> _Data provided_
—————

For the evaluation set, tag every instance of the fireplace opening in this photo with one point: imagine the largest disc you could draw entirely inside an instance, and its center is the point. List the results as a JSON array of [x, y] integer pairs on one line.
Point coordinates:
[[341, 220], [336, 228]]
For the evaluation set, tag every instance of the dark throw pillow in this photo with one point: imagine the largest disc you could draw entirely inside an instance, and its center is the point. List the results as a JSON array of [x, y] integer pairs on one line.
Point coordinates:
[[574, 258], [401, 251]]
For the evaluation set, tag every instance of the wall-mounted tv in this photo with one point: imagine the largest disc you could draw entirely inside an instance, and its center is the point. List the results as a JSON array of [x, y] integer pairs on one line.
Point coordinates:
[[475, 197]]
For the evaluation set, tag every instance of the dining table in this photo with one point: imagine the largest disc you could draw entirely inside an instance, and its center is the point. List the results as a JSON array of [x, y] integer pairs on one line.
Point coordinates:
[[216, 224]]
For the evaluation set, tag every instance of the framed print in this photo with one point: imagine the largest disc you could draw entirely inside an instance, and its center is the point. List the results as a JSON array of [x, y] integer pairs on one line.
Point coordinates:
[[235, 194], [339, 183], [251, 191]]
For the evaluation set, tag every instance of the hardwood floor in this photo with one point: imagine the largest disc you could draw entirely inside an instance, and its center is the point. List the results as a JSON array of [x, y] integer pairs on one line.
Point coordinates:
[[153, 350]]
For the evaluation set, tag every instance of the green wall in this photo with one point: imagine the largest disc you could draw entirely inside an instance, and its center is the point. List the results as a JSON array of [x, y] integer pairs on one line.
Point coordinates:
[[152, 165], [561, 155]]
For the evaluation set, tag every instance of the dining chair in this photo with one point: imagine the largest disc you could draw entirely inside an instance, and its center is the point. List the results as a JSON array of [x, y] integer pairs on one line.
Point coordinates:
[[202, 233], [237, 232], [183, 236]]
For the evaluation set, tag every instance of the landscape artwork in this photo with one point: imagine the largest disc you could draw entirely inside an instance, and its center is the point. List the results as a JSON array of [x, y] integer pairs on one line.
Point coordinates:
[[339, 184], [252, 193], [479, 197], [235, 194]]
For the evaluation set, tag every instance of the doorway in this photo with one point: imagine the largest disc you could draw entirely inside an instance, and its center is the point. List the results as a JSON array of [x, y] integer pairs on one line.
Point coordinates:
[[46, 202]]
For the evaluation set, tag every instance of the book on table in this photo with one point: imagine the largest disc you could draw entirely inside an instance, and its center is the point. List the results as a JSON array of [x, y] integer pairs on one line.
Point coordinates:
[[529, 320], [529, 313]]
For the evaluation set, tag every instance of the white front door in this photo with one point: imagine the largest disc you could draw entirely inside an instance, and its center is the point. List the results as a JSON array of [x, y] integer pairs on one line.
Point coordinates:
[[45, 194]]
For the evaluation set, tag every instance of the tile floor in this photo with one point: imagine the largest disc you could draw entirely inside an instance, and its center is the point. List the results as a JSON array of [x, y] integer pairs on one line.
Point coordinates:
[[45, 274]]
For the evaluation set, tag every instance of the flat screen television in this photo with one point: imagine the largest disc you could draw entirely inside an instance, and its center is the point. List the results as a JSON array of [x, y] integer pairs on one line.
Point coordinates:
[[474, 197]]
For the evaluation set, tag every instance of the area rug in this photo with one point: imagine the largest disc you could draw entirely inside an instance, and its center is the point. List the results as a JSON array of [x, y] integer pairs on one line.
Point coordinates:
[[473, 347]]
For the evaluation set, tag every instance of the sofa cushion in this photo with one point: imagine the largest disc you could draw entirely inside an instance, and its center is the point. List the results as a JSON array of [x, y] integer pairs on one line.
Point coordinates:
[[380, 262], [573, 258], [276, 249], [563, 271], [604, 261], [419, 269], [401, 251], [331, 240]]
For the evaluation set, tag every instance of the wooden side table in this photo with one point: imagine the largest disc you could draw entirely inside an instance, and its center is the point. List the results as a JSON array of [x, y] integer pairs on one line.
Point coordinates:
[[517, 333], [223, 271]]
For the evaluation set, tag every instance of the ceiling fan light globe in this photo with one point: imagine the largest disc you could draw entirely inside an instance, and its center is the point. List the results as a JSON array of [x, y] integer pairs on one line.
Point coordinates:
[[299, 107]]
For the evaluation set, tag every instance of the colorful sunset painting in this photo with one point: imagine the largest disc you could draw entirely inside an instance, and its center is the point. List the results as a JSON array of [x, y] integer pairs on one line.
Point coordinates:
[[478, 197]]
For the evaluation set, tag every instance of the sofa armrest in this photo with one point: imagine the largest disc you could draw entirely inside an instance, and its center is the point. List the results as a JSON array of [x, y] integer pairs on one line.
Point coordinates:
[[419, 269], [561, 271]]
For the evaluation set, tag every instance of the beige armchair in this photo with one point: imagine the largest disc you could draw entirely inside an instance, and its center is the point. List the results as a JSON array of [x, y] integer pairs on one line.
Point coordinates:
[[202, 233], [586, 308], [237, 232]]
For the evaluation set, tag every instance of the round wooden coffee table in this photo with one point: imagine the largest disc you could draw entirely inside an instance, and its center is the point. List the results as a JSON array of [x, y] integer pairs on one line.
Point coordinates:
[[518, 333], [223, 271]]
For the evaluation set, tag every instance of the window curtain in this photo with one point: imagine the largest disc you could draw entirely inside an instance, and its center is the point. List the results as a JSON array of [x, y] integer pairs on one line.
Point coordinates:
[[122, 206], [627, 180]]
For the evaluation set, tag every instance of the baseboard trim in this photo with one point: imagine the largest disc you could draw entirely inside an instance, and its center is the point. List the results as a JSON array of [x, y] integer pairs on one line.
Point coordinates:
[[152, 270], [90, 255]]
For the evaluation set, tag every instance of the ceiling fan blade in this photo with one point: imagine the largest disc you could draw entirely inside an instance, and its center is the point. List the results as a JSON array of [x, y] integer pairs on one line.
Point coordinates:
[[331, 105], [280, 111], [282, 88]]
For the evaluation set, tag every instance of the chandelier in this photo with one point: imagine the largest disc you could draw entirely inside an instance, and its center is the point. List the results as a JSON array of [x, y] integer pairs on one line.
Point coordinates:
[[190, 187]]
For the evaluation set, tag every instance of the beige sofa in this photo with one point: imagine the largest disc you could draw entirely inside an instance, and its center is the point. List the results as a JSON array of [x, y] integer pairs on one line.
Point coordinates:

—————

Set out every line of the items above as a Markdown table with two columns, Row and Line. Number the rows in order and leave out any blank lines.

> _Response for this exercise_
| Row | Line |
|---|---|
| 1 | For the evaluation set, tag every instance of the fireplace opening in this photo with one point: imagine the largest disc you could draw entirely inside an instance, and its center is the point. List the results as a JSON array of [x, y] integer pairs on one line. |
| 2 | Point coordinates: |
| 3 | [[341, 220], [336, 228]] |
| 4 | For the evaluation set, tag every instance of the dark throw pillow in this photo with one point: imagine the largest disc you could draw entirely inside an instance, and its center is the point. List the results as a JSON array of [x, y] integer pairs on one line. |
| 5 | Point coordinates: |
| 6 | [[574, 258], [401, 251]] |
| 7 | For the evaluation set, tag every instance of the wall-mounted tv in this photo with one point: imagine the largest disc you could draw entirely inside an instance, and its center is the point. List the results as a JSON array of [x, y] integer pairs on one line. |
| 8 | Point coordinates: |
| 9 | [[475, 197]] |
| 10 | For the evaluation set, tag every instance of the dining table in this photo with one point: imagine the largest disc you could draw entirely inside an instance, and its center is the point. List the results as a JSON array of [x, y] integer pairs on one line. |
| 11 | Point coordinates: |
| 12 | [[216, 224]] |
| 13 | For the evaluation set, tag every instance of the framed print in this photo with one point: imagine the largest disc you could draw entirely inside an instance, and its center is the point. List the results as a JSON array of [x, y] integer pairs on one line. |
| 14 | Point coordinates: |
| 15 | [[235, 194], [339, 183], [251, 191]] |
| 16 | For the evaluation set, tag every instance of the hardwood floor in this photo with one point: imagine the largest disc you could draw entirely inside an instance, and its center is the point. List the results as a JSON array of [x, y] integer pairs on one line. |
| 17 | Point coordinates: |
| 18 | [[153, 350]] |
| 19 | For the evaluation set, tag every instance of the green wall in this photo with one point: imagine the largest disc you could draw entirely inside an instance, and its center is the point. List the results as a JSON array of [x, y] integer pairs on one line. |
| 20 | Point coordinates: |
| 21 | [[152, 165], [561, 155]] |
| 22 | For the evaluation set, tag every instance of the dining chair in this photo with one point: imagine the largest disc you could draw entirely inside an instance, and its center is the point. List the results as a JSON array of [x, y] integer pairs on one line. |
| 23 | Point coordinates: |
| 24 | [[202, 233], [237, 232], [183, 236]] |
| 25 | For the evaluation set, tag every instance of the landscape artwork in this photo with one point: imagine the largest disc you could draw entirely inside an instance, and its center is the point. List the results as a JSON array of [x, y] integer pairs on one line. |
| 26 | Point coordinates: |
| 27 | [[339, 184], [252, 193], [479, 197], [235, 194]] |
| 28 | For the evaluation set, tag every instance of the doorway in this photo with one point: imagine the largest disc you could draw entirely inside an instance, and its center is the point. List the results as a JSON array of [x, y] integer pairs on one line. |
| 29 | Point coordinates: |
| 30 | [[46, 202]] |
| 31 | For the evaluation set, tag every instance of the book on table in this photo with one point: imagine the largest disc you could draw entirely inside an instance, and its center is the point. List the results as a JSON array of [x, y] integer pairs on one line. |
| 32 | Point coordinates: |
| 33 | [[529, 320], [529, 313]] |
| 34 | For the evaluation set, tag every instance of the white front door in this photo with one point: imagine the largest disc you could draw entirely inside an instance, and its center is the point. List the results as a JSON array of [x, y] integer pairs on one line. |
| 35 | Point coordinates: |
| 36 | [[45, 194]] |
| 37 | For the evaluation set, tag every instance of the tile floor in this photo with one point: imagine the largest disc you could draw entirely inside an instance, and its center is the point. List the results as a JSON array of [x, y] integer pairs on one line. |
| 38 | Point coordinates: |
| 39 | [[45, 274]] |
| 40 | For the evaluation set, tag every instance of the flat screen television in this photo with one point: imagine the largest disc you could draw entirely inside an instance, and its center is the point. List the results as a JSON array of [x, y] integer pairs on one line. |
| 41 | Point coordinates: |
| 42 | [[474, 197]] |
| 43 | For the evaluation set, tag every instance of the area rug in this photo with one point: imagine the largest disc you could draw entirely inside an instance, and its center is the point. List the results as a JSON array of [x, y] integer pairs on one line. |
| 44 | Point coordinates: |
| 45 | [[473, 347]] |
| 46 | For the evaluation set, tag every instance of the sofa cushion in this photo with one point: imagine the largest disc you could draw entirely inside an instance, and its center is the point. List the results as a JSON array of [x, y] integer pairs on one line. |
| 47 | Point coordinates: |
| 48 | [[380, 262], [573, 258], [276, 249], [563, 271], [604, 261], [419, 269], [401, 251], [331, 240]] |
| 49 | For the evaluation set, tag every instance of the wooden side table in this photo with one point: imagine the largest disc you could draw entirely inside an instance, and its center is the point. List the results as a JSON array of [x, y] integer pairs on one line. |
| 50 | Point coordinates: |
| 51 | [[517, 333], [223, 271]] |
| 52 | For the evaluation set, tag every instance of the ceiling fan light globe in this photo with one point: imagine the largest disc you could draw entirely inside an instance, and its center is the point. List the results as a JSON array of [x, y] integer pairs on one line. |
| 53 | Point coordinates: |
| 54 | [[299, 107]] |
| 55 | For the evaluation set, tag every instance of the colorful sunset painting in this photo with one point: imagine the largest disc you could draw entirely inside an instance, and its center is the point. List the results as a JSON array of [x, y] integer pairs on one line. |
| 56 | Point coordinates: |
| 57 | [[478, 197]] |
| 58 | For the evaluation set, tag every instance of the sofa armrest in this photo with one point: imagine the largest disc you could draw entirely inside an instance, and its center is the point. List the results as a JSON array of [x, y] integer pairs on one line. |
| 59 | Point coordinates: |
| 60 | [[419, 269], [561, 271]] |
| 61 | For the evaluation set, tag every instance of the beige armchair in this photo with one point: imagine the largest disc you could draw entirely inside an instance, and its center is the point. List the results as a JSON array of [x, y] integer pairs on one line. |
| 62 | Point coordinates: |
| 63 | [[202, 233], [586, 308], [237, 232]] |
| 64 | For the evaluation set, tag every instance of the round wooden coffee table in this photo with one point: imagine the largest disc you could draw entirely inside an instance, and its center is the point. List the results as a JSON array of [x, y] integer pairs on one line. |
| 65 | Point coordinates: |
| 66 | [[518, 333], [223, 271]] |
| 67 | For the evaluation set, tag every instance of the window curtain in this photo with one point: imagine the largest disc you could draw entirely inside an instance, and its center is the point. List the results as a JSON array of [x, y] integer pairs on one line. |
| 68 | Point coordinates: |
| 69 | [[122, 206], [627, 180]] |
| 70 | For the evaluation set, tag every instance of the baseboard trim in this photo with one point: imagine the largest disc you could draw entirely inside an instance, and its center is the point. List the results as a JSON array of [x, y] integer pairs on one line. |
| 71 | Point coordinates: |
| 72 | [[152, 270], [90, 255]] |
| 73 | For the evaluation set, tag every instance of the ceiling fan blade in this photo with one point: imagine the largest disc you could draw entirely inside an instance, and its center is the point. List the results as a JSON array of [x, y] integer pairs on one line. |
| 74 | Point coordinates: |
| 75 | [[331, 105], [280, 111], [282, 88]] |
| 76 | For the evaluation set, tag every instance of the chandelier in this photo with one point: imagine the largest disc you could draw entirely inside an instance, and its center is the point. List the results as a JSON array of [x, y] integer pairs on one line. |
| 77 | Point coordinates: |
| 78 | [[190, 187]] |
| 79 | For the evaluation set, tag every instance of the beige sofa in this photo with one point: imagine the largest disc you could draw entirely inside an instance, and its center is the point. List the results as a JSON array of [x, y] integer pairs on one line. |
| 80 | Point coordinates: |